● Tugas:
[A] Sebutkan semua taktik manipulasi yang digunakan pelaku untuk menipu korban menurut teks tentang perdagangan orang.
[B] Masukkan baris-baris data, mulai dari baris yang memuat "Could you point out every instance of the crack" hingga akhir data, ke dalam sebuah daftar JSON berisi string. Kedua ujung ikut disertakan, dengan satu string untuk setiap baris dan tanpa baris kosong.

Mohon tunggu...
Pendidikan

Tragedi Terlukanya Kemanusiaan

14 Mei 2019   20:11 Diperbarui: 14 Mei 2019   20:20 102
+
Laporkan Konten
Laporkan Akun
Kompasiana adalah platform blog. Konten ini menjadi tanggung jawab bloger dan tidak mewakili pandangan redaksi Kompas.
Lihat foto
Pendidikan. Sumber ilustrasi: PEXELS/McElspeth

Dalam upaya penjaringan, pelaku atau yang biasa disebut traffickers menargetkan orang-orang yang lemah secara ekonomi dan intelek, seperti kaum miskin dan anak putus sekolah. Di hadapan calon korban, pelaku menghadirkan dirinya sebagai pembebas dengan mengatakan janji manis perihal pekerjaan yang ditawarkan beserta penghasilan yang menggiurkan. Sebagian besar pelaku juga menggunakan taktik manipulasi untuk menipu korban dengan cara intimidasi, rayuan, pengasingan, ancaman, penculikan, dan penggunaan obat-obatan terlarang.

Setelah terjebak dalam janji manis, korban dimanfaatkan oleh mafia perdagangan untuk kepentingan mereka. Korban dibawa ke tempat transit atau ke tempat tujuan. Biasanya, agen atau calo menyertai mereka dan menanggung biaya perjalanan. Untuk ke luar negeri, mereka dilengkapi dengan visa turis, tetapi seluruh dokumen dipegang oleh agen. Seringkali perjalan dibuat memutar untuk memberi kesan bahwa perjalanan yang ditempuh sangat jauh sehingga sulit untuk kembali. 

Di tempat tujuan, mereka tinggal di rumah penampungan untuk beberapa minggu menunggu penempatan kerja yang dijanjikan. Nyatanya, mereka dibawa ke bar, pub, salon kecantikan, rumah bordil, dan rumah hiburan lain untuk dilibatkan dalam kegiatan prostitusi. Para korban diminta untuk menandatangai kontrak yang tidak mereka mengerti isinya. Jika mereka menolak, maka mereka akan diminta untuk membayar biaya perjalanan dan 'tebusan' yang diajukan dari agen atau calo yang membawanya.

● Data yang Diberikan:
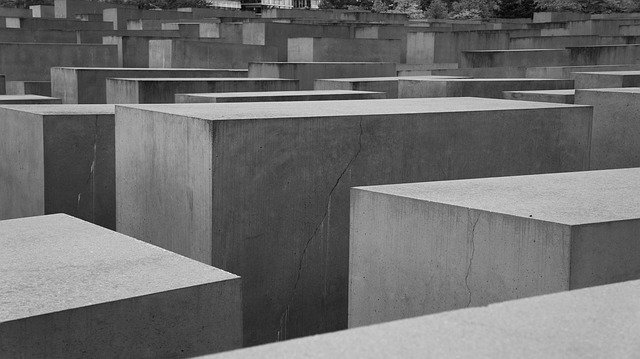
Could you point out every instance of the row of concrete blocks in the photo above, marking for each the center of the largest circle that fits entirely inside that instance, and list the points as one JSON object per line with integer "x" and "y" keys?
{"x": 261, "y": 190}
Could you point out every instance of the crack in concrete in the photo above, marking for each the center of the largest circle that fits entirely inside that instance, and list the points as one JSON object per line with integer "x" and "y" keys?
{"x": 284, "y": 317}
{"x": 473, "y": 252}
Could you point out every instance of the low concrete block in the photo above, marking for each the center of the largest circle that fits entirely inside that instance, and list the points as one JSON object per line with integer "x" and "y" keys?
{"x": 42, "y": 88}
{"x": 556, "y": 96}
{"x": 599, "y": 322}
{"x": 424, "y": 248}
{"x": 515, "y": 58}
{"x": 308, "y": 72}
{"x": 615, "y": 137}
{"x": 492, "y": 88}
{"x": 196, "y": 53}
{"x": 88, "y": 84}
{"x": 316, "y": 49}
{"x": 608, "y": 79}
{"x": 58, "y": 159}
{"x": 262, "y": 189}
{"x": 27, "y": 99}
{"x": 71, "y": 289}
{"x": 163, "y": 90}
{"x": 279, "y": 96}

● Contoh Jawaban:
[A]
- intimidasi
- rayuan
- pengasingan
- ancaman
- penculikan
- penggunaan obat-obatan terlarang

[B]
[
  "Could you point out every instance of the crack in concrete in the photo above, marking for each the center of the largest circle that fits entirely inside that instance, and list the points as one JSON object per line with integer \"x\" and \"y\" keys?",
  "{\"x\": 284, \"y\": 317}",
  "{\"x\": 473, \"y\": 252}",
  "Could you point out every instance of the low concrete block in the photo above, marking for each the center of the largest circle that fits entirely inside that instance, and list the points as one JSON object per line with integer \"x\" and \"y\" keys?",
  "{\"x\": 42, \"y\": 88}",
  "{\"x\": 556, \"y\": 96}",
  "{\"x\": 599, \"y\": 322}",
  "{\"x\": 424, \"y\": 248}",
  "{\"x\": 515, \"y\": 58}",
  "{\"x\": 308, \"y\": 72}",
  "{\"x\": 615, \"y\": 137}",
  "{\"x\": 492, \"y\": 88}",
  "{\"x\": 196, \"y\": 53}",
  "{\"x\": 88, \"y\": 84}",
  "{\"x\": 316, \"y\": 49}",
  "{\"x\": 608, \"y\": 79}",
  "{\"x\": 58, \"y\": 159}",
  "{\"x\": 262, \"y\": 189}",
  "{\"x\": 27, \"y\": 99}",
  "{\"x\": 71, \"y\": 289}",
  "{\"x\": 163, \"y\": 90}",
  "{\"x\": 279, \"y\": 96}"
]